-- BEGIN Given data --
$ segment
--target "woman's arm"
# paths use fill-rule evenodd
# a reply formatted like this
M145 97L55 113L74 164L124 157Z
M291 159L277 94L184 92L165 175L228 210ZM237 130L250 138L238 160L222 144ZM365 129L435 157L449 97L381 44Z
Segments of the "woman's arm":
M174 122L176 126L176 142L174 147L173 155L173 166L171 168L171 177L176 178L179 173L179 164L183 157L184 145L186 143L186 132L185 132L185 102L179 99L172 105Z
-- END Given data --
> _Set problem_: Set down all of the material above again, line for line, with no changes.

> _Task output_:
$ segment
--target "woman's arm"
# paths use fill-rule evenodd
# a reply formatted like this
M145 97L55 113L74 164L124 157Z
M291 159L277 94L184 92L165 175L228 210ZM237 130L250 138L238 160L222 144ZM365 129L435 157L449 97L381 44Z
Segments of the "woman's arm":
M174 122L176 126L176 142L174 147L173 155L173 166L171 168L171 177L176 178L179 173L179 164L183 157L184 145L186 143L186 132L185 132L185 102L179 99L172 105Z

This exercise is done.